[Point localization data]
Start of Block

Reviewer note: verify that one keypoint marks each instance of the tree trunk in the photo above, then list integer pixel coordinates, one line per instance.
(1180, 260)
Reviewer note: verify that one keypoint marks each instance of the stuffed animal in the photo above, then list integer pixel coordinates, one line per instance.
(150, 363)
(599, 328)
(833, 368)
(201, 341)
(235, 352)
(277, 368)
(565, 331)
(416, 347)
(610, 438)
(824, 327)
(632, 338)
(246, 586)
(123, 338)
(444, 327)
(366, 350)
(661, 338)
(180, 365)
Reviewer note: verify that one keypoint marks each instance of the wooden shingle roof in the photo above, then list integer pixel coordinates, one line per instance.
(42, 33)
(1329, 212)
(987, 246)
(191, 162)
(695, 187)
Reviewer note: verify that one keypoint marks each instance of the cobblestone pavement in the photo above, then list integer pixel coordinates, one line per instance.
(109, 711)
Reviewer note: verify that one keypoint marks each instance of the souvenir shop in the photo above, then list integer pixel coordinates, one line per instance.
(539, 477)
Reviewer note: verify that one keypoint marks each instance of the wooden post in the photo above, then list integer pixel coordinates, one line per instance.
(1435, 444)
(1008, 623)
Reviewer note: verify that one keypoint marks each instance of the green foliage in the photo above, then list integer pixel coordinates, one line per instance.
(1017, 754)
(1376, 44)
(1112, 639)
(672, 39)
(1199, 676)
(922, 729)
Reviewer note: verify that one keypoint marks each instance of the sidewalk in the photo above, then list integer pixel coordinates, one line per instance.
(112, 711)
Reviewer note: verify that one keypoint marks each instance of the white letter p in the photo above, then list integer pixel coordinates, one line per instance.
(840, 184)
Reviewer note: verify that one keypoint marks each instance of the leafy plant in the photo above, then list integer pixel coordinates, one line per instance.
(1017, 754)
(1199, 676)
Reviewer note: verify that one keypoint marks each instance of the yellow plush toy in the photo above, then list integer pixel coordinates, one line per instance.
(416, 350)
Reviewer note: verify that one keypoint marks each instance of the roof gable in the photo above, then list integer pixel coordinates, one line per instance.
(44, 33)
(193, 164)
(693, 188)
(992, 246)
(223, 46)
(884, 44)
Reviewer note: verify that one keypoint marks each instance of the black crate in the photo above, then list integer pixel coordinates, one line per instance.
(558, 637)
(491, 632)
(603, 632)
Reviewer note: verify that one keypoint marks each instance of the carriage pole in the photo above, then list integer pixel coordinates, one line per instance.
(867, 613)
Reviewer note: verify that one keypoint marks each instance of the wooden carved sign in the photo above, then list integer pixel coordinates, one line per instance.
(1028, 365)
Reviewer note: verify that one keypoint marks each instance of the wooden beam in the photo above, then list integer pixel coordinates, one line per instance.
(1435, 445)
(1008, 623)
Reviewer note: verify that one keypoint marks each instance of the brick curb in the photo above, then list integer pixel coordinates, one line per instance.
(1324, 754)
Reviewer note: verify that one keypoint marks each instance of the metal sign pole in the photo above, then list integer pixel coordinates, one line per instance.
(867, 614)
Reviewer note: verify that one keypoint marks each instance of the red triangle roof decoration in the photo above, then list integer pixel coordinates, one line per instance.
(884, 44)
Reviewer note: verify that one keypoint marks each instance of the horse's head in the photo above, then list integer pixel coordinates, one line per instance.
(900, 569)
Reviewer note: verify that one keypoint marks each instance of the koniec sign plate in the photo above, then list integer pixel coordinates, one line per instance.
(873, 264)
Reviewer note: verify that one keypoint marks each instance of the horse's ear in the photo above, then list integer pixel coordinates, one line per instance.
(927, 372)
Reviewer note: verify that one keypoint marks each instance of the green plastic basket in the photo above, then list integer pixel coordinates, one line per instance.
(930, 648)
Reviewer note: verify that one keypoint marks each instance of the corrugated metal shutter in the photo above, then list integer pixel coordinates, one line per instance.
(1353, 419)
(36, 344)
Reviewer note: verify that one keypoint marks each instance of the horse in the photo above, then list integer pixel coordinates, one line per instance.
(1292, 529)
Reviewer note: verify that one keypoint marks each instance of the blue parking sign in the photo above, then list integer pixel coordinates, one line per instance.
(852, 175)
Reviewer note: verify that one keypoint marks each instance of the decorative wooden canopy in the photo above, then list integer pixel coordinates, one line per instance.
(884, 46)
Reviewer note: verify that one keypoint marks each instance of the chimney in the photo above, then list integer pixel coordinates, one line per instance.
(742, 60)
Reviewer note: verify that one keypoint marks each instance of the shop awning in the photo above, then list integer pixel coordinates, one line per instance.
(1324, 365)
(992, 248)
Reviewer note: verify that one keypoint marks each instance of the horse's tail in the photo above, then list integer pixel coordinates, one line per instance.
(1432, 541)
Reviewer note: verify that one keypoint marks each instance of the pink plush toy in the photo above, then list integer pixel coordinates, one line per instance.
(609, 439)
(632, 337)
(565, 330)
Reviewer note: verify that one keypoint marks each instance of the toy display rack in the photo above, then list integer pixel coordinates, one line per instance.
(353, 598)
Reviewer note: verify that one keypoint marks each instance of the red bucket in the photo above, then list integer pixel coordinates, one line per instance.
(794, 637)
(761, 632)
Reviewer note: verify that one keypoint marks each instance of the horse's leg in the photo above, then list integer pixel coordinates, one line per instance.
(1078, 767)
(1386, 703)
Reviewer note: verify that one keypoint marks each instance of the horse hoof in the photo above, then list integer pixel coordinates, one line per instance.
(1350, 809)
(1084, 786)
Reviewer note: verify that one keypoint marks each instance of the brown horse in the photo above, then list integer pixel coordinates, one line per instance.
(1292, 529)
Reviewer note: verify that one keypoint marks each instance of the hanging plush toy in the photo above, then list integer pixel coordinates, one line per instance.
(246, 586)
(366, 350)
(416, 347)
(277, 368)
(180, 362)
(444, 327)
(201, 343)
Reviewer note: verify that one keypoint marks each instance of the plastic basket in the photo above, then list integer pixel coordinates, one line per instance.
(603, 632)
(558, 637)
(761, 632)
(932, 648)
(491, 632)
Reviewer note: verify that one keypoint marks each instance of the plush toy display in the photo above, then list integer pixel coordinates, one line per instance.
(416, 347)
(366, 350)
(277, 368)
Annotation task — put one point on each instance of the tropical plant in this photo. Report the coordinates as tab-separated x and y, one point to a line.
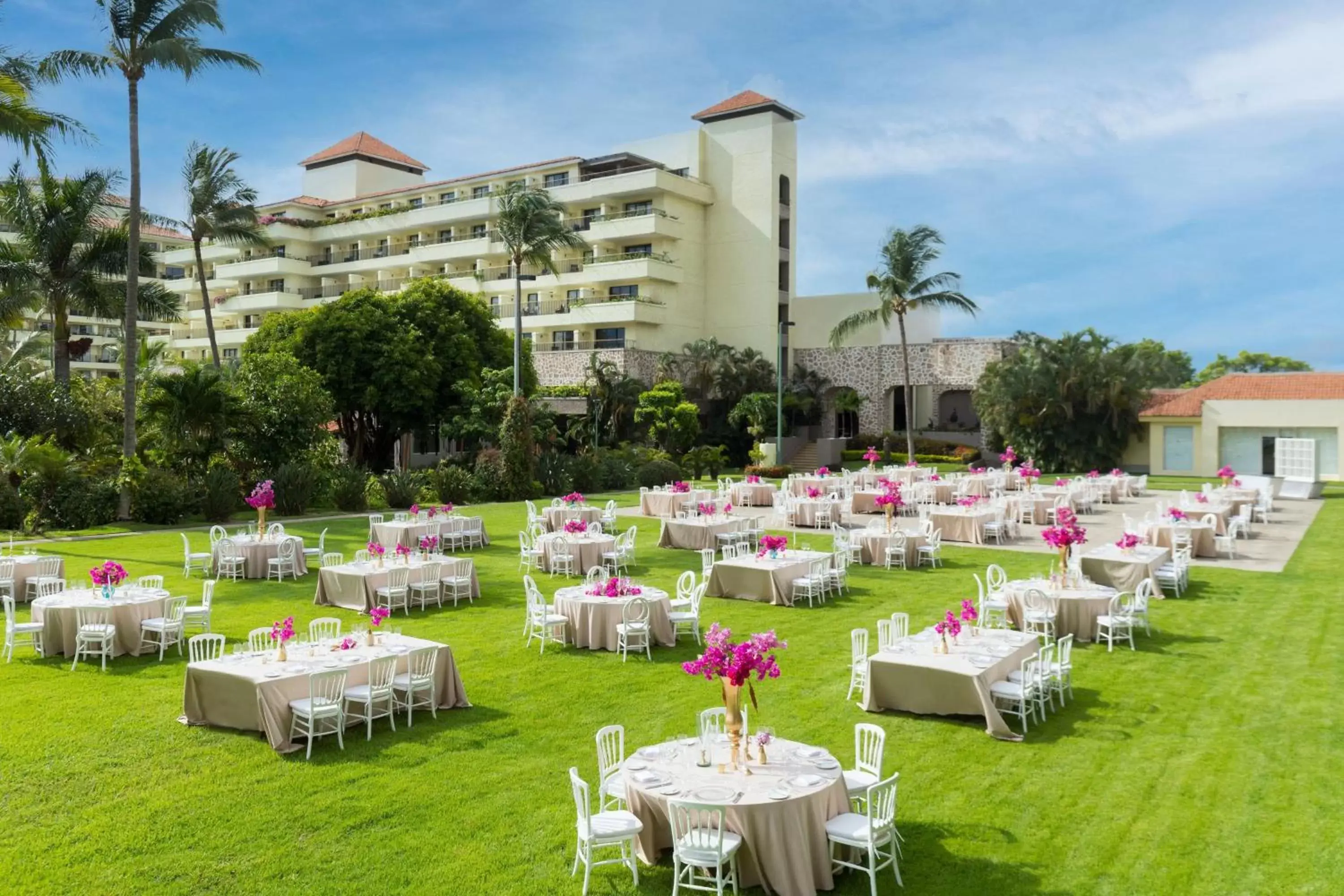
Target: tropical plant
221	209
144	35
905	285
68	256
530	226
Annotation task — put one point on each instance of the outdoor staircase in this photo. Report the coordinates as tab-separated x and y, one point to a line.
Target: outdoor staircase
806	458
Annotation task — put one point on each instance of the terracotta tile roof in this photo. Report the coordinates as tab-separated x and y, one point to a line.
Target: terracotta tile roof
365	144
738	103
1246	388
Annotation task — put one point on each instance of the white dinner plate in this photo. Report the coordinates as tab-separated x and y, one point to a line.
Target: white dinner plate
714	793
803	782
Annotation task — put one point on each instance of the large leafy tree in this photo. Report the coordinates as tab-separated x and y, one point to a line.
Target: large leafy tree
144	35
221	209
1249	363
531	226
69	257
904	284
1072	404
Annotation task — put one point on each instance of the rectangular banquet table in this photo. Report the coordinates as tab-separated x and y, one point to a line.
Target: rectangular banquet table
698	534
1076	609
355	585
947	684
961	524
257	551
1109	564
58	614
237	692
754	578
26	567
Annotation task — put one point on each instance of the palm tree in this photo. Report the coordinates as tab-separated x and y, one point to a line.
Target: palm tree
144	35
69	257
531	229
220	207
902	287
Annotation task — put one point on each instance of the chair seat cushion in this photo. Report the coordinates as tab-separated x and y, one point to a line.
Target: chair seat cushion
611	825
701	847
853	828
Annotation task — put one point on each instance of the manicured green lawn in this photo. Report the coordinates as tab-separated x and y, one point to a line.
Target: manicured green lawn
1207	762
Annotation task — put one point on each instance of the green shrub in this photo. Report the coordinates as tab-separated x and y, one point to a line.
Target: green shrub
162	497
659	473
221	495
297	485
553	469
451	482
82	504
402	488
350	488
13	508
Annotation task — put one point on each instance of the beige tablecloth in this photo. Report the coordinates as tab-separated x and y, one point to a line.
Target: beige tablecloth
948	684
26	567
784	843
355	585
588	550
874	543
959	524
237	694
1201	538
556	517
1108	564
58	614
806	511
257	552
698	534
593	620
761	579
1076	609
754	493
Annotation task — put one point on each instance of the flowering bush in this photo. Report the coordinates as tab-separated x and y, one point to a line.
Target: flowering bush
737	663
616	587
108	573
283	630
1065	532
263	496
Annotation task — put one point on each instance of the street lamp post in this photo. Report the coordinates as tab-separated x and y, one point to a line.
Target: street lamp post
779	400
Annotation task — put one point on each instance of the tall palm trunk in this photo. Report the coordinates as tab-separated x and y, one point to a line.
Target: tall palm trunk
61	340
128	366
906	389
518	326
205	304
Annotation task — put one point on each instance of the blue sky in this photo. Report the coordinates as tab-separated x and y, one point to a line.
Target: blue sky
1154	170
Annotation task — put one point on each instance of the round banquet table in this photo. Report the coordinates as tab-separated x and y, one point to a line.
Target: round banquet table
588	550
557	517
1076	609
593	618
58	614
784	841
257	552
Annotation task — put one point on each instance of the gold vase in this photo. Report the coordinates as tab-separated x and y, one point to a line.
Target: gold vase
733	722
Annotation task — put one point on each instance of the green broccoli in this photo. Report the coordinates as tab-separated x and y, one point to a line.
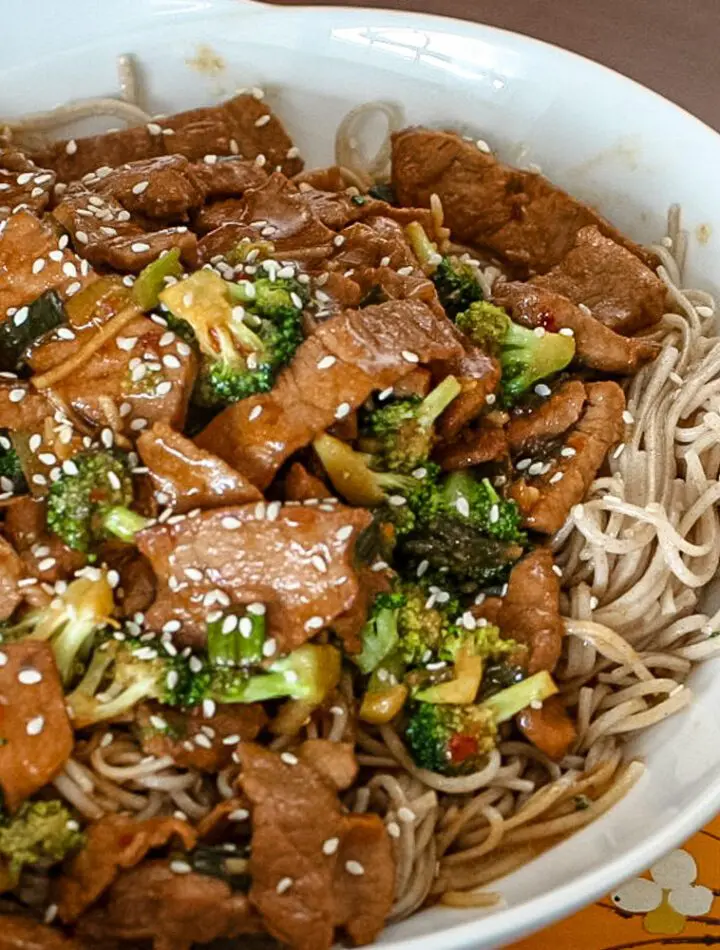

End of Block

In the records above, the line with "of the rectangular" marks the start and the line with "of the beige" marks the end; copy that stretch exactly, both lines included, and nothing else.

Annotation task — put one point on each instance of the rectangular banquet table in this photo. Report the coordinates as tab-separated x and y, one point to a line.
Target: rectangular banquet table
698	534
1076	609
355	585
947	684
961	524
257	551
1109	564
58	614
237	692
754	578
26	567
Annotation task — put one point on each instance of the palm tree in this photo. Report the coordinates as tab-separated x and y, one point to a line.
Target: palm tree
144	35
69	257
531	229
220	207
902	287
Annotation task — put one point on each instance of the chair seat cushion in this photo. Report the coordinates as tab-separated x and y, one point to a line.
Target: chair seat cushion
611	825
701	847
853	828
Annotation task — put one point on each instance of the manicured green lawn in this photo. Report the coordinates as tab-separated x and y, one point to a line.
Target: manicured green lawn
1207	762
Annotation task — put one point on each instance of the green shrub in this photo. Report the coordinates as tab-separated x and y, one point to a line.
Target: green shrub
162	497
659	473
221	495
297	485
553	469
451	482
82	504
402	488
350	488
13	508
Annotation task — put one point on each instance of the beige tablecloth in this photo. Report the coordinates as tab-separated x and y, one point to a line.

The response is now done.